_Bacaan Latihan_.
Ketika kami sudah masuk, taksi pun segera mundur, masuk ke ruang kosong, kemudian maju —keluar menuju jalan raya. Jalan sudah mulai sepi karena malam yang kian larut.
Dalam hitungan menit, kami akhirnya sampai di klinik.

Isteri keluar duluan dari pintu belakang sebelah kiri dan langsung menuju klinik, sementara saya keluar dari pintu sebelah kanan, berdiri mengambil dompet, dan hendak membayar kepada sopir. Kulihat meteran argo-nya hanya menunjuk angka 10.000-an, tetapi saya lebih suka membulatkannya menjadi 15.000. Tatkala saya menyerahkan uang 50.000 dan menunggu sang sopir menyiapkan kembalian, ia pun bertanya,

“Ibu penjahit ya?”

Tadinya saya hendak menjawab bukan. Tetapi kemudian saya memaklumi bahwa pertanyaan itu pasti muncul setelah ia melihat spanduk bertuliskan “toko perlengkapan muslim” di depan rumah kami, terlebih di spanduk itu tergambar beberapa produk jilbab dan busana muslimah dan foto seorang model. Ia mengira di rumah kami pasti ada konveksinya. Tanpa memastikan jawabannya ya atau tidak, saya kembali bertanya,

“Memang kenapa Pak?”

Ternyata ia ingin berbagi cerita tentang saudaranya yang kerja di konveksi dan mengalami nasib yang tragis. Ia terserang typus dan berakhir dengan meninggal dunia. Prosesnya memang tidak terjadi secara mendadak. Ia bekerja cukup keras tetapi mengabaikan kualitas asupan dan prinsip keselamatan kerja. Contohnya makan tidak teratur dan cukup bergizi dan tidak menggunakan masker ketika bekerja. Akhirnya penyakit pun menyerang. Salah satu pemacu dari penyakit itu adalah kain material yang banyak mengandung debu dan bau kimia. Belajar dari pengalaman saudaranya itu, ia meminta saya untuk hati-hati. Karena kain material itu bisa memicu datangnya penyakit.

Sebuah pengalaman yang sangat berharga. Saya bisa menindaklanjutinya dengan memberikan peringatan kepada karyawan yang bekerja di rumah produksi kami. Saya salut dengan kesediaannya berbagi pengalaman dengan saya dan menceritakannya dengan penuh antusias. Sungguh saya sebenarnya ingin berlama-lama berbincang dengan sopir taksi biru bernomor pintu DR 2740 itu. Tetapi karena saya harus masuk klinik melihat keadaan isteri, saya pun berujar,

“Wah..Terima kasih ya Pak. Saya harus masuk klinik mendampingi isteri.”

_Tugas_. Tuliskan lanjutan cerita tentang sopir taksi di atas, dimulai tepat setelah kalimat terakhir yang ditampilkan.

_Daftar Data_.
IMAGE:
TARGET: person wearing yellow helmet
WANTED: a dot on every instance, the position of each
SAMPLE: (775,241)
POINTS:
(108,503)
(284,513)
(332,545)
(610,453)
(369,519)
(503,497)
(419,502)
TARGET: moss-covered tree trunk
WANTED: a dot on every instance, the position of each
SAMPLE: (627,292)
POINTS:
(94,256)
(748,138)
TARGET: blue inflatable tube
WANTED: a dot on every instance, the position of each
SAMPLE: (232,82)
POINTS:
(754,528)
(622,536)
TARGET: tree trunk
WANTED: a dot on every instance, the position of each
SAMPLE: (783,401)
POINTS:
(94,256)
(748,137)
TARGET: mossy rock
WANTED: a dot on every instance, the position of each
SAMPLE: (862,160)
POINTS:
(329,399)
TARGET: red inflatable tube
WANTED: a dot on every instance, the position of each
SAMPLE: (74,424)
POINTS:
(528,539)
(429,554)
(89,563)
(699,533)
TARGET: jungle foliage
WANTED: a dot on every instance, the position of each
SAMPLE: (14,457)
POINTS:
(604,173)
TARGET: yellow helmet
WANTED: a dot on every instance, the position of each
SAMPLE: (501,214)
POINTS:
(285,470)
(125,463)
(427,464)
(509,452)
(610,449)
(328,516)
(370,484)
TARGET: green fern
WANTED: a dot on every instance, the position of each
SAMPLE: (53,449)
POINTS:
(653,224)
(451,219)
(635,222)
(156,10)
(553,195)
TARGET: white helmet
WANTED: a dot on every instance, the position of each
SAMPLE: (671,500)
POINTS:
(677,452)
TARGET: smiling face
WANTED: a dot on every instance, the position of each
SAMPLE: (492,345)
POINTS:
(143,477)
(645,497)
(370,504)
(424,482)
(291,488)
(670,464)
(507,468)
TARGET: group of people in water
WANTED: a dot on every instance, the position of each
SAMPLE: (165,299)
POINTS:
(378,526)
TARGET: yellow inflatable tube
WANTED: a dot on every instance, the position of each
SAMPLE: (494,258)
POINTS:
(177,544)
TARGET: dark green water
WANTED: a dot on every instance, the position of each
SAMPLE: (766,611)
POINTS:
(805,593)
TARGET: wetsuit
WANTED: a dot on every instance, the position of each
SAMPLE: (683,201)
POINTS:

_Jawaban Akhir_.
“Sama-sama Pak”
“Kalau boleh tahu, siapa nama Bapak?”
“Dasuki, Haji Dasuki”
“Oh Bapak sudah berhaji ya?”
“Ya Pak, Alhamdulillah”

Rupanya peci rajut abu-abu yang dikenakannya itu, menjadi tanda bahwa ia memang sudah berhaji. Saya jadi ingin mengetahui dan penasaran tentang rahasia berhajinya itu. Saya pun sebenarya ingin menggali, kenapa ia —di usia yang mendekati senja itu— masih mau menjadi sopir taksi dibanding harus bersenang-senang bersama anak dan cucu di rumah.

Saya menduga, pastilah karena ia ingin mendapatkan kebahagiaan dengan melayani orang sebaik-baiknya, melayani orang dengan sepenuh hatinya. Hal itu saya tangkap dari sikap ramahnya dan kesediaannya berbagi pengalaman dengan saya. Sangat berbeda dengan seorang tetangga penjual ikan cuek itu, tentu pelayanan yang diharapkannya adalah semata-mata mengharap uang bukan kepuasan atau kebahagiaan pelanggan.

Alangkah bahagianya hidup jika dipenuhi oleh pelaku bisnis, profesional, pemimpin yang memiliki jiwa melayani dengan sepenuh hati demi kepuasan pelanggan atau pemangku kepentingan (stakeholder). Tentu kualitas produk yang dihasilkannya, akan membawa banyak manfaat dan keberkahan yang melimpah.

Namun fakta yang saya temui seringkali tidak demikian. Sering kali orang berfikir teramat pendek demi memenuhi tuntutan hawa nafsunya. Hawa nafsu akan kekuasaan, kedudukan, jabatan, kekayaan, dan wanita. Padahal semua itu tidak abadi dan bersifat sementara.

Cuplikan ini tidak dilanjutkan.